### WORK INSTRUCTIONS
Beginning at the line that contains "Find the **man's", reproduce every line to the end of the material without changing any of them.

### RAW DATA
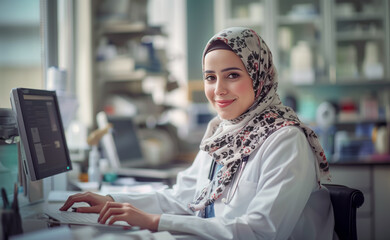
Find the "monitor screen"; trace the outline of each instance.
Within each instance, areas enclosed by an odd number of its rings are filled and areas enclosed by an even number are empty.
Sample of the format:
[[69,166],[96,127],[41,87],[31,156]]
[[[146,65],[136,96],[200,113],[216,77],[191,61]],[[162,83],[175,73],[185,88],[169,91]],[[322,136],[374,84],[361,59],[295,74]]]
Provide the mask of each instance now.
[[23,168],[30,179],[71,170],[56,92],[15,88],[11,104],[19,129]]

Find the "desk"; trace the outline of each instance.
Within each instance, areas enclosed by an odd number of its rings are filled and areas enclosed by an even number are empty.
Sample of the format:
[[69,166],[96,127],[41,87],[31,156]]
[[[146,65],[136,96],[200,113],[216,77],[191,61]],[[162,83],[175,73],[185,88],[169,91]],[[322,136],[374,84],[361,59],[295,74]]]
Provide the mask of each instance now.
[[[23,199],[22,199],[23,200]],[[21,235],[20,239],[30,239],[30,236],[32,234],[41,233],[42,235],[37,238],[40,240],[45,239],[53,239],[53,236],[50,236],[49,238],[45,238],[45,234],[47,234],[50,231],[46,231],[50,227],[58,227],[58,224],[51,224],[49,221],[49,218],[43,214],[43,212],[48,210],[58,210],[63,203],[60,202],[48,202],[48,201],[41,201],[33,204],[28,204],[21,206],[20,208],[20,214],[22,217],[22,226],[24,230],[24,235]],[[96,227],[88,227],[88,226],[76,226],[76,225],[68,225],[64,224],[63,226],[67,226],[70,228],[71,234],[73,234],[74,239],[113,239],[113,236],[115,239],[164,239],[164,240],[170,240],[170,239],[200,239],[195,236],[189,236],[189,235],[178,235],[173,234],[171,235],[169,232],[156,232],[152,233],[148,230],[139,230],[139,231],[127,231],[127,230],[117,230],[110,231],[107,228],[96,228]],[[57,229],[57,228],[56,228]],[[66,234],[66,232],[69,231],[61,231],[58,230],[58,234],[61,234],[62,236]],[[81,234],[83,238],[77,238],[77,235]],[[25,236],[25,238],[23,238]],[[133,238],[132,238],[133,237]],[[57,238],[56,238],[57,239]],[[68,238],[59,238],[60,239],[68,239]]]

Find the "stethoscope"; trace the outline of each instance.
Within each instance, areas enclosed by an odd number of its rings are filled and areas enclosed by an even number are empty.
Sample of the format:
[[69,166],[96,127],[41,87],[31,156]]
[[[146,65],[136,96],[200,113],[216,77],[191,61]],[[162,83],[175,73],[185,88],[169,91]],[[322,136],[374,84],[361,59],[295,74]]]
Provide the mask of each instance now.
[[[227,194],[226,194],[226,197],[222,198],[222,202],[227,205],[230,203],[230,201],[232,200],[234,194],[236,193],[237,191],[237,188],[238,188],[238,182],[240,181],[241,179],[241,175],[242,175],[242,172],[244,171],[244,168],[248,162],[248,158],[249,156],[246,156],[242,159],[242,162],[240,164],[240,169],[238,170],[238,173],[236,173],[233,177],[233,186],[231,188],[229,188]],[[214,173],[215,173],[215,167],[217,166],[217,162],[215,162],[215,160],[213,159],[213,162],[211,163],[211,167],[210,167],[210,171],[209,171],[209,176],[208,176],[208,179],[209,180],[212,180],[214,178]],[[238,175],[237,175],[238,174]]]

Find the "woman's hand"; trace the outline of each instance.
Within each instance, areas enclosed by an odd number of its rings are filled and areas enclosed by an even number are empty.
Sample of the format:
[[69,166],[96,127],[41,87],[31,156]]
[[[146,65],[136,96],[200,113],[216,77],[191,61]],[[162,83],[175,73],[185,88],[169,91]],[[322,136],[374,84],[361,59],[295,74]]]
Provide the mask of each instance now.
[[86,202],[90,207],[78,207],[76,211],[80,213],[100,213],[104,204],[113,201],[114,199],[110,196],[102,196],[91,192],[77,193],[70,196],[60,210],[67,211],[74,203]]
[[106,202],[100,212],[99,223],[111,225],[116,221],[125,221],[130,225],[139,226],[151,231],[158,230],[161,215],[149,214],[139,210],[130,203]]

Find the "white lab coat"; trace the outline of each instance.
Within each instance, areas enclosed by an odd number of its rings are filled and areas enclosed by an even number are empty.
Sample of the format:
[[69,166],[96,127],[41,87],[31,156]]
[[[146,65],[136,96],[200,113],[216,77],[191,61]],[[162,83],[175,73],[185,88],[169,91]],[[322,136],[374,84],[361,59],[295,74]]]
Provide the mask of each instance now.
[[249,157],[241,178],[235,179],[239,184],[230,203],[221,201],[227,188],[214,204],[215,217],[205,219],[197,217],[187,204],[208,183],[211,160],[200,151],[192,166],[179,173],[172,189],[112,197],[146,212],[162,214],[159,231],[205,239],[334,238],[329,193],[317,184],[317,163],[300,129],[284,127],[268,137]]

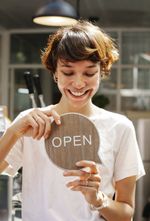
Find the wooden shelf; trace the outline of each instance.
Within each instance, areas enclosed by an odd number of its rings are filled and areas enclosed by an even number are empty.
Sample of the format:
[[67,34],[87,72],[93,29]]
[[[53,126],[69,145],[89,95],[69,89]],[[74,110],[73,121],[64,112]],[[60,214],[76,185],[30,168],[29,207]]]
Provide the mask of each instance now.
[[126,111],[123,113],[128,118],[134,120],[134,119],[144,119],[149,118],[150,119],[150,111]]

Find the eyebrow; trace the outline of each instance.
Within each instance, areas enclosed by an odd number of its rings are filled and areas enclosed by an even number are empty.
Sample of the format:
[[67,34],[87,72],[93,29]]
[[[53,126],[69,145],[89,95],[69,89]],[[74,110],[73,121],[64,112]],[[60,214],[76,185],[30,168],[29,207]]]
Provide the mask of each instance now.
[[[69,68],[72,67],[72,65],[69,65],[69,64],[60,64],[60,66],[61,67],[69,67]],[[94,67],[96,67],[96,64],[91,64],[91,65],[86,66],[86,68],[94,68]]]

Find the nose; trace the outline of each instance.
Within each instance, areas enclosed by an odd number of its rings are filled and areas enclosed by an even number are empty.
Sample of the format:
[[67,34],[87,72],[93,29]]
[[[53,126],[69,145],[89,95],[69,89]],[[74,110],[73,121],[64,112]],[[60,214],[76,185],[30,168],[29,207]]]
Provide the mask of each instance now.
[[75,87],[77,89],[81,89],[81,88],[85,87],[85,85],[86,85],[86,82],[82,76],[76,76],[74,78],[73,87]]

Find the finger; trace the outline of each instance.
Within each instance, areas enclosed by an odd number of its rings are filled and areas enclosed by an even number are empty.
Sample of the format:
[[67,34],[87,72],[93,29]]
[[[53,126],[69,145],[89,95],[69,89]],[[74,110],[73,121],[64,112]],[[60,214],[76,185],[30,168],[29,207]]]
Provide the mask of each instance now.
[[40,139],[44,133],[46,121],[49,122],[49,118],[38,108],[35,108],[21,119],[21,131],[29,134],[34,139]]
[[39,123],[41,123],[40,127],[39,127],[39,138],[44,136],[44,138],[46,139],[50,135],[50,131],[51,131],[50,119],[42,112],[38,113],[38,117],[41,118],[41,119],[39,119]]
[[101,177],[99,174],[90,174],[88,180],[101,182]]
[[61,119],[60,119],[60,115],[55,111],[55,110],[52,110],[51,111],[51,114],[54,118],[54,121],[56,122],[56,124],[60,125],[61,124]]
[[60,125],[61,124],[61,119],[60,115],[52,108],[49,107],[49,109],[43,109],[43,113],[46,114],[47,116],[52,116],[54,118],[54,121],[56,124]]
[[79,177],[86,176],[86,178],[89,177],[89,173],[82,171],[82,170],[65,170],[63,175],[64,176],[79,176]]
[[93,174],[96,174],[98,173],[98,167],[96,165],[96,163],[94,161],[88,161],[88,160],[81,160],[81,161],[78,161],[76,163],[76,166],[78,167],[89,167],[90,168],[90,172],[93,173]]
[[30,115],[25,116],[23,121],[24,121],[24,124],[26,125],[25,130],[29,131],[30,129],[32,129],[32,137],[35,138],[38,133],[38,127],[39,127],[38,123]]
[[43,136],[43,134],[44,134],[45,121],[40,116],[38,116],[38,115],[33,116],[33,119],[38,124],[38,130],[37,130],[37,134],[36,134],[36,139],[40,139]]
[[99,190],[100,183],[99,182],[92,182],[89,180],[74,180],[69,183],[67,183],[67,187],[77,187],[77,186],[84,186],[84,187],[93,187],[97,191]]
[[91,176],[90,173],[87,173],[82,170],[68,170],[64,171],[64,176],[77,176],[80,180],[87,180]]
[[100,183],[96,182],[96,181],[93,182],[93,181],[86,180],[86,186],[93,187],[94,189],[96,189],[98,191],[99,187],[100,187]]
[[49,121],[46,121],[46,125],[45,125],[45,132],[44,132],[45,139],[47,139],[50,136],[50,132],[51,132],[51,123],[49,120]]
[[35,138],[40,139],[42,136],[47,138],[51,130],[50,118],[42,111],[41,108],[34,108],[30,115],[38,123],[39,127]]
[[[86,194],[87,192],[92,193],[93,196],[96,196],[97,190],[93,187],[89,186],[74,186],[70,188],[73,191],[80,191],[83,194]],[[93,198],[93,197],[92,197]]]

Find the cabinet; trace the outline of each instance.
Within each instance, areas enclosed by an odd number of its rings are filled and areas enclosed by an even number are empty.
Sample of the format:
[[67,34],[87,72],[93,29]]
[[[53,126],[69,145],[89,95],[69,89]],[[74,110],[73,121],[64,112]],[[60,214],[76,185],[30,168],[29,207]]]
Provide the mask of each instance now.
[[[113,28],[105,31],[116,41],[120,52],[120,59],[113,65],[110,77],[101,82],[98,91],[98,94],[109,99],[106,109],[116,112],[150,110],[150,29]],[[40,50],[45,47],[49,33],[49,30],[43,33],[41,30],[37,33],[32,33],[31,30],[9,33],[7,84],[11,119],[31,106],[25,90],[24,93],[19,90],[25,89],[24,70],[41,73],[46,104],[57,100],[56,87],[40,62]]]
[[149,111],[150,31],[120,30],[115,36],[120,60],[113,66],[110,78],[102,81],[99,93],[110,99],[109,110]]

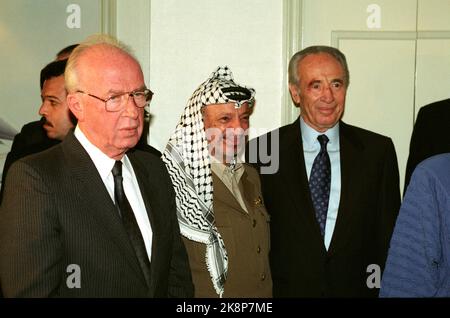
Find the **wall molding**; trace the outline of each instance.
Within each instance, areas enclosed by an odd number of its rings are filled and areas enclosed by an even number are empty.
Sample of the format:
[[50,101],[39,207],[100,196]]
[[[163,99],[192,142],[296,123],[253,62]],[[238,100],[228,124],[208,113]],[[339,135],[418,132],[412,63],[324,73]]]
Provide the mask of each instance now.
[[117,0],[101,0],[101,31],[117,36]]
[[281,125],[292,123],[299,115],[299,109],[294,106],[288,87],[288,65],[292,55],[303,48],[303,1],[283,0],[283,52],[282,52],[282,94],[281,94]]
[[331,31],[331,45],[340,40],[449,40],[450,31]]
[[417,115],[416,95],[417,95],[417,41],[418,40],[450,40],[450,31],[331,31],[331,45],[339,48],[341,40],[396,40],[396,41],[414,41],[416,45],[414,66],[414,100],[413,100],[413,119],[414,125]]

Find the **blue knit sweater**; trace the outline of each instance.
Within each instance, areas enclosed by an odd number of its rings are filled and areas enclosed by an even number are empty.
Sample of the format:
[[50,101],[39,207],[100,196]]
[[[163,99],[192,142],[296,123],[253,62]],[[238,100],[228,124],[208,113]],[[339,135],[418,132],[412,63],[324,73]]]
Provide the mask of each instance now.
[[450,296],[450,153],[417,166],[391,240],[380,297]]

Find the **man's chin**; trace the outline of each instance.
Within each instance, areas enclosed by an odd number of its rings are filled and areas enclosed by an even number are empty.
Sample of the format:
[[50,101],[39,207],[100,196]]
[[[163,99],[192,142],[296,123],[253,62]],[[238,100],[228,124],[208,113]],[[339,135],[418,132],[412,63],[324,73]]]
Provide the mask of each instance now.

### FINISHED TASK
Find the **man's chin**; trace the outline of each instance.
Within each instance, areas enclosed by an odd number of its rings are filled and areas enclosed by an even number are empty.
Sample of the format:
[[50,101],[39,207],[100,196]]
[[[163,99],[192,142],[296,123],[253,62]],[[238,100],[228,124],[208,113]],[[339,135],[418,132],[412,63],[324,73]]]
Provide the mask of each instance now.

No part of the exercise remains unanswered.